Task statement
Count the lines below that contain the string "cloud", treating uppercase and lowercase as different, and give only the number.

● ● ● ● ● ● ●

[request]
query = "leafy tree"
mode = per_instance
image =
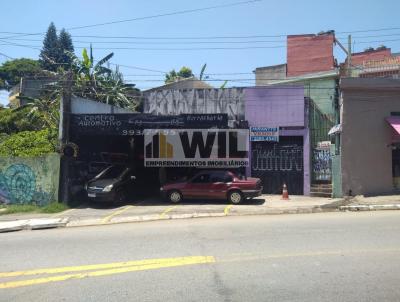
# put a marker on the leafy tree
(65, 44)
(12, 71)
(28, 143)
(183, 73)
(97, 82)
(13, 121)
(50, 52)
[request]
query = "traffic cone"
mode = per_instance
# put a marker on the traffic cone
(285, 194)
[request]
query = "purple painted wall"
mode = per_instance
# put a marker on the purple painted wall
(281, 106)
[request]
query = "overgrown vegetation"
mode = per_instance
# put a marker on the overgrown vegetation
(32, 129)
(29, 143)
(54, 207)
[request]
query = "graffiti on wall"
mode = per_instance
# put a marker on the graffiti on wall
(173, 102)
(276, 163)
(287, 158)
(24, 183)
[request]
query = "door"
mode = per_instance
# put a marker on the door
(197, 187)
(276, 163)
(219, 184)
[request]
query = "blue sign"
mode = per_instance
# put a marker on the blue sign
(264, 134)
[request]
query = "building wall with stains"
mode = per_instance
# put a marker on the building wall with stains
(25, 180)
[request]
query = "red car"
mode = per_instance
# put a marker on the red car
(213, 185)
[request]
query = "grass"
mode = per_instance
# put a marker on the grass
(54, 207)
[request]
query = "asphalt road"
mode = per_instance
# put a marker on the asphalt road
(310, 257)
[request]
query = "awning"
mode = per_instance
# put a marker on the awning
(394, 121)
(335, 129)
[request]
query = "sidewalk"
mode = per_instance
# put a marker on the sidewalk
(156, 209)
(362, 203)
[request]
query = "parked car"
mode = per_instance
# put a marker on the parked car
(213, 185)
(113, 184)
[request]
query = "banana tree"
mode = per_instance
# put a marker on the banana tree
(98, 82)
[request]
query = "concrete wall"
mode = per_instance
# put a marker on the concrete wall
(336, 174)
(281, 107)
(322, 92)
(86, 106)
(26, 180)
(174, 102)
(366, 157)
(268, 75)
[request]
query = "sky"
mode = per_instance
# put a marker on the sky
(232, 40)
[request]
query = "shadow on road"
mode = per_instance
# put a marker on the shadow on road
(158, 201)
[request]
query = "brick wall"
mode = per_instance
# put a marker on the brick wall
(309, 53)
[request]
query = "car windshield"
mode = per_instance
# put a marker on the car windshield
(112, 172)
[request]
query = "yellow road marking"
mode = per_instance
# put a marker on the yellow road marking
(139, 266)
(227, 209)
(63, 213)
(162, 215)
(118, 212)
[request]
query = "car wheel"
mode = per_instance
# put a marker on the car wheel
(235, 197)
(175, 196)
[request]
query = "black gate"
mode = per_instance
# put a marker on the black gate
(280, 162)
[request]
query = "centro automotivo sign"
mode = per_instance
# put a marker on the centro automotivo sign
(206, 148)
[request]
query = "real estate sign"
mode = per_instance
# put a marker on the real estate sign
(267, 134)
(205, 148)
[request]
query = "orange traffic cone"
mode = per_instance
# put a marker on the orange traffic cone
(285, 194)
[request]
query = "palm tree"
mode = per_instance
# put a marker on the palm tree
(100, 83)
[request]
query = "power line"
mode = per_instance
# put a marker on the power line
(181, 12)
(161, 43)
(166, 14)
(158, 49)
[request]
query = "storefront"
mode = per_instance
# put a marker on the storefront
(279, 135)
(369, 139)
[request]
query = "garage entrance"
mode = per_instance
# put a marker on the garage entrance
(280, 162)
(117, 139)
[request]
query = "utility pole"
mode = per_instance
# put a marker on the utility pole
(349, 56)
(65, 111)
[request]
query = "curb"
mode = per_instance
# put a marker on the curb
(46, 223)
(32, 224)
(362, 207)
(144, 218)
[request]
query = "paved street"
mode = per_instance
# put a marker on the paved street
(319, 257)
(157, 208)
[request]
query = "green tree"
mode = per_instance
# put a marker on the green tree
(49, 54)
(100, 83)
(65, 44)
(12, 71)
(183, 73)
(28, 143)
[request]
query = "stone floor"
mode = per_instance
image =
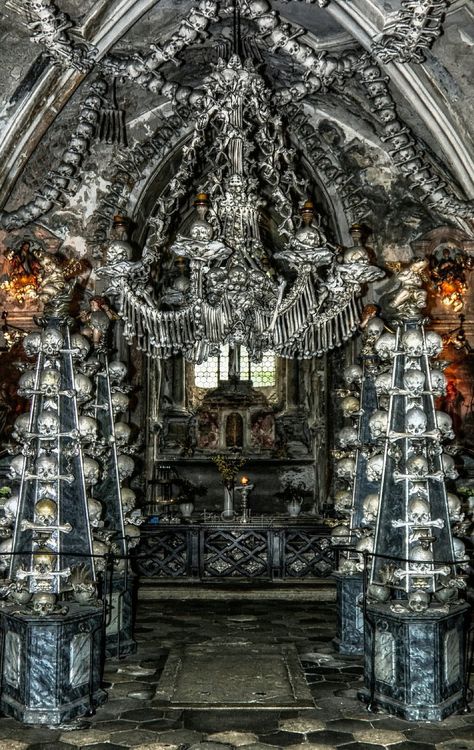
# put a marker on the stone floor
(132, 718)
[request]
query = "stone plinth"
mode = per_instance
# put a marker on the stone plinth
(52, 665)
(350, 618)
(415, 663)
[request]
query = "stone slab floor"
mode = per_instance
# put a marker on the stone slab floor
(132, 718)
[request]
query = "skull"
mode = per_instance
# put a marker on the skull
(438, 382)
(418, 509)
(83, 386)
(383, 383)
(416, 421)
(80, 346)
(122, 433)
(87, 429)
(91, 471)
(21, 427)
(50, 381)
(414, 381)
(17, 467)
(433, 343)
(385, 345)
(126, 466)
(347, 437)
(417, 466)
(350, 406)
(418, 601)
(94, 508)
(46, 512)
(375, 468)
(370, 505)
(345, 469)
(26, 383)
(32, 344)
(412, 343)
(51, 341)
(46, 468)
(444, 424)
(48, 424)
(449, 468)
(117, 371)
(119, 403)
(128, 499)
(378, 424)
(44, 603)
(352, 374)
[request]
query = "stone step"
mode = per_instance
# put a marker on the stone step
(318, 589)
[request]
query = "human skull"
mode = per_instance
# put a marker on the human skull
(26, 383)
(50, 381)
(417, 466)
(449, 467)
(383, 383)
(87, 429)
(48, 424)
(46, 512)
(117, 371)
(385, 345)
(414, 381)
(438, 382)
(80, 346)
(122, 433)
(126, 466)
(378, 424)
(94, 508)
(46, 468)
(444, 424)
(370, 505)
(415, 421)
(350, 406)
(21, 427)
(91, 471)
(375, 468)
(119, 402)
(412, 343)
(418, 601)
(418, 509)
(51, 341)
(433, 343)
(345, 469)
(128, 499)
(83, 386)
(17, 467)
(32, 344)
(352, 374)
(44, 603)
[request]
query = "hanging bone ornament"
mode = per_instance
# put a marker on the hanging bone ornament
(378, 424)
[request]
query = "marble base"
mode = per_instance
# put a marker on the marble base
(415, 663)
(350, 618)
(52, 666)
(119, 640)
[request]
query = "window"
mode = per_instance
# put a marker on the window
(262, 374)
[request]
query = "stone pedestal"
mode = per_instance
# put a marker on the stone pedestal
(52, 665)
(350, 618)
(119, 640)
(415, 663)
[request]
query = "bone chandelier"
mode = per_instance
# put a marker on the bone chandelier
(232, 291)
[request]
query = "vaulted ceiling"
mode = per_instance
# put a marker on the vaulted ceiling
(378, 97)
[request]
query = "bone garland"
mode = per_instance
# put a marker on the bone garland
(64, 180)
(412, 31)
(50, 27)
(406, 154)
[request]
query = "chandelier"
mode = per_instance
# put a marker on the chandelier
(299, 301)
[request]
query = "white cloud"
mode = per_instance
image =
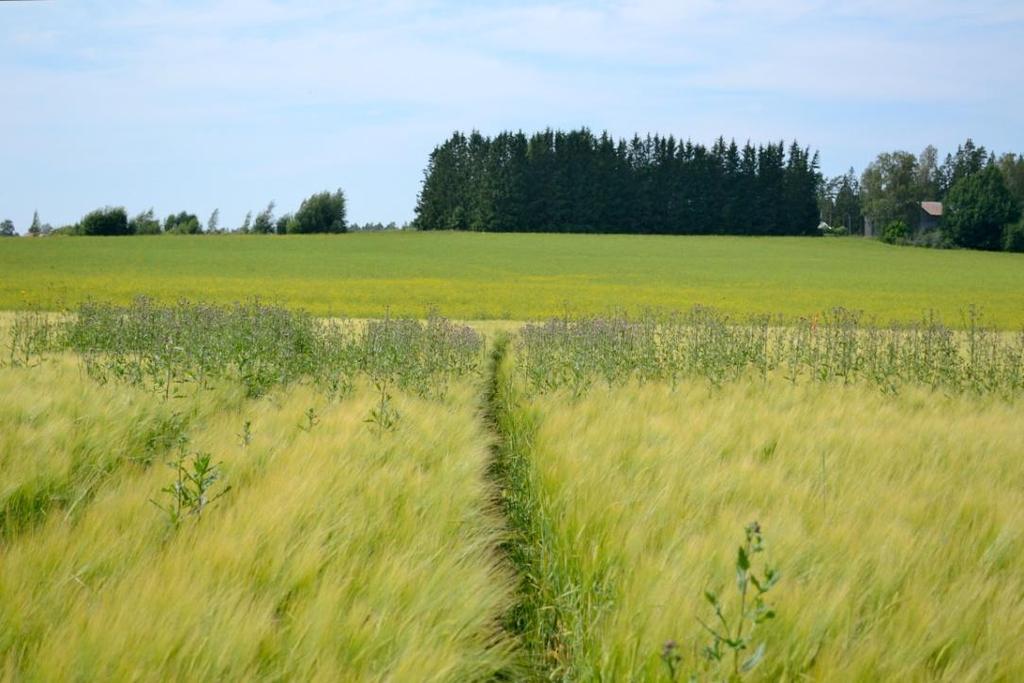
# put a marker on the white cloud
(328, 89)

● ● ● ● ● ● ●

Task response
2